_Selected text_:
Begin
The approach of Judge Russell
[9] The Judge acknowledged Mr Narayan’s criminal history, as well as the PSR and alcohol report discussed above. He acknowledged the desire of the victim to get away from Mr Narayan.
[10] The Judge addressed each information separately. For the 21 December offending (breach of the protection order and wilful damage), he adopted a starting point of eight months. He then uplifted by two months for previous convictions and discounted by three months for Mr Narayan’s guilty plea. The final sentence was seven months.
[11] For the 23 December offending (second breach of the protection order), he also adopted a starting point of eight months. He then uplifted by four months for the fact it was committed while on bail, and the “number, seriousness and date” of previous convictions. He then downgraded that by three months for the guilty plea. The final sentence was nine months.
[12] The Judge then emphasised:
(a) the aims of promoting accountability, denunciation and deterrence
(particularly given the offending related to domestic violence);
(b)the “particularly aggravating” feature of the breaches being face-to- face, at night, involving threats;
(c) the need to consider the totality of offending and impose a sentence consistent with that. The Judge felt this required a further discount of two months;
(d)that no suitable address for home detention was proposed and, in any event, home detention was inappropriate here.
[13] The Judge then said:[2]
[2] At [30].
Rather than impose cumulative sentences I will deal with the charges in this way. On the two breach of protection order charges the sentence will be one of 14 months imprisonment. On the intentional damage charge there will be a sentence of two months imprisonment. Those sentences are to be served concurrently. The total sentence will be 14 months’ imprisonment.
End
_Task requirements_:
(1) Using the passage on Judge Russell's sentencing approach, answer each question:
(a) What starting point did the Judge adopt for the 21 December offending?
(b) What was the final sentence for the 23 December offending?
(c) What total sentence did the Judge announce?
(2) Carry on the passage on Judge Russell's sentencing approach from the point where it ends.

_Record excerpts_:
Begin
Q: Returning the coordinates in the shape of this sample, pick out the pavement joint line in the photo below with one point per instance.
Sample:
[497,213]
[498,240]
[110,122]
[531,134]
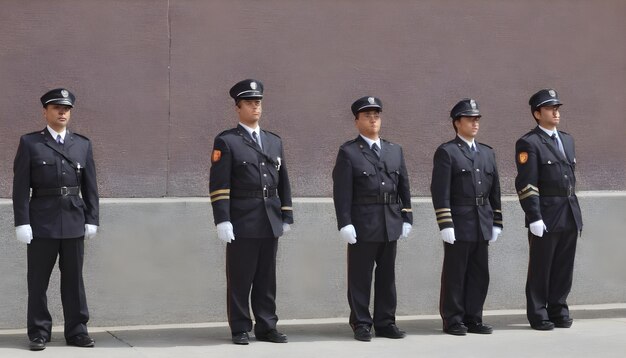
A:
[119,339]
[309,321]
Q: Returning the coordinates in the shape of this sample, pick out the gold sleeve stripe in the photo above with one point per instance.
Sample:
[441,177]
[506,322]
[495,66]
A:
[222,197]
[530,193]
[221,191]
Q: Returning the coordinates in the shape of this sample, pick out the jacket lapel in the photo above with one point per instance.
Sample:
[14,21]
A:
[464,148]
[367,151]
[547,141]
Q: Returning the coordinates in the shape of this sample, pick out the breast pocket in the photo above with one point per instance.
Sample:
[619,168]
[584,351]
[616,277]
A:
[43,168]
[462,183]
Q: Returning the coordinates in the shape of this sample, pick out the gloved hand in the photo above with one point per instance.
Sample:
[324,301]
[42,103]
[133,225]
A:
[24,233]
[225,231]
[348,234]
[406,230]
[537,228]
[90,231]
[494,233]
[447,235]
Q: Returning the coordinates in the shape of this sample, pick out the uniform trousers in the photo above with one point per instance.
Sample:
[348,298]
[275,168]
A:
[464,282]
[361,259]
[42,255]
[251,277]
[550,275]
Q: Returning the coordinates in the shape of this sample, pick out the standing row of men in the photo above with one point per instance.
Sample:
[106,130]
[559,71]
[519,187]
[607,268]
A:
[55,202]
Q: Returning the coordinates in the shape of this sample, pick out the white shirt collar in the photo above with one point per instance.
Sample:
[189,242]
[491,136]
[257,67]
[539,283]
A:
[250,130]
[469,143]
[370,141]
[55,133]
[549,132]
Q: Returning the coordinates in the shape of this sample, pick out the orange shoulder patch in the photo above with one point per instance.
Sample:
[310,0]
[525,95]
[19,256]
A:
[216,155]
[522,157]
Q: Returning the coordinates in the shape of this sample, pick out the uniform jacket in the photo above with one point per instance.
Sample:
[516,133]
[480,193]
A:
[460,181]
[38,166]
[359,173]
[546,181]
[240,166]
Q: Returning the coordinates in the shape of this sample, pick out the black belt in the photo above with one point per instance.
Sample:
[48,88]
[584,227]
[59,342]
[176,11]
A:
[265,193]
[62,191]
[385,199]
[477,201]
[566,192]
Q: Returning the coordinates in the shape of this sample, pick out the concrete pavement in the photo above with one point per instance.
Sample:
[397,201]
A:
[598,331]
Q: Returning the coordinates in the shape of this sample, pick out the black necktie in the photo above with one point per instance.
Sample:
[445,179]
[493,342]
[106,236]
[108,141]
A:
[256,140]
[556,144]
[376,150]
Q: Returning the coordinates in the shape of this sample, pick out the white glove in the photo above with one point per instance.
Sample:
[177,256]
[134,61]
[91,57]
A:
[90,231]
[537,228]
[494,233]
[225,231]
[406,230]
[447,235]
[348,234]
[24,233]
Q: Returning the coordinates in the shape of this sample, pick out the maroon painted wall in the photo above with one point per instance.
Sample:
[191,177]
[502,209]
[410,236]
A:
[152,78]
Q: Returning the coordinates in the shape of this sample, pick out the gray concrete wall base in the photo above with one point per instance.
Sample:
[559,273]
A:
[159,261]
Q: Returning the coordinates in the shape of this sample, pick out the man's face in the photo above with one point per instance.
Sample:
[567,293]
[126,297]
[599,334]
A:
[249,111]
[467,127]
[548,116]
[57,116]
[368,123]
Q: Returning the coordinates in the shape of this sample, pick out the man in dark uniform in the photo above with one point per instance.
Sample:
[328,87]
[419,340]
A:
[465,190]
[54,220]
[251,200]
[546,185]
[373,206]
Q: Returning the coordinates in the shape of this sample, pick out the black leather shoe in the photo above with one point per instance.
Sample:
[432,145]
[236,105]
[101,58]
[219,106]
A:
[271,336]
[479,328]
[37,344]
[563,322]
[391,331]
[241,338]
[456,330]
[363,334]
[80,340]
[543,326]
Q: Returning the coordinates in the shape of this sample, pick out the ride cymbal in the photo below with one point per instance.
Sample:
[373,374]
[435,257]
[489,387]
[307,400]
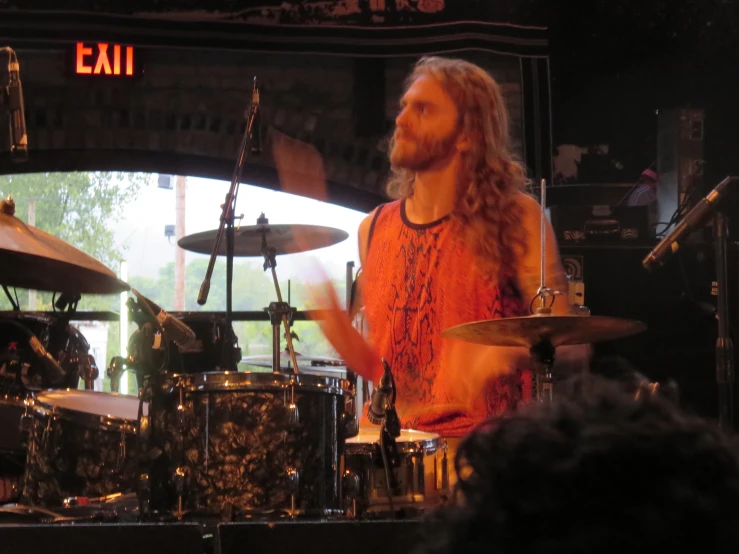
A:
[248,239]
[530,330]
[33,259]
End
_Responses in order_:
(1)
(a) Eight months.
(b) Nine months.
(c) 14 months' imprisonment.

(2)
Submissions
[14] Counsel for the appellant argued that 14 months’ imprisonment was manifestly excessive for offending of this kind. Mr Holdaway argued for a final sentence of six months on the two counts arising from the events of 21 December
2011 and a sentence of four and a half months for the 23 December count. He argued that the sentences should be served concurrently because of their similar nature and proximity in time.
[15] For the police, Mr Webber accepted that the appellant’s final sentence was too high. He noted that there was no case in which, in similar circumstances, sentences of this length had been imposed for “mid-level culpability”.
Discussion
[16] The issue is whether the sentence was “clearly excessive”, having particular
regard to the totality of offending (which must be considered per s 85 of the
Sentencing Act 2002).
[17] When considering whether the sentence was clearly excessive, the focus is on the correctness of the end result – not the process by which the sentence was reached.[3] I agree with counsel that this sentence, however reached, cannot be supported on the authorities. It is substantially too high. It is in order therefore to retraverse the sentencing process in this case to determine an appropriate sentence.
[3] R v MacCullouch [2005] 2NZLR 665 (CA) at [50]
[18] I agree that all sentences should be imposed concurrently. They are part of a general (albeit short) pattern of offending, and close in time.[4]
[4] Sentencing Act 2002, s 84(2).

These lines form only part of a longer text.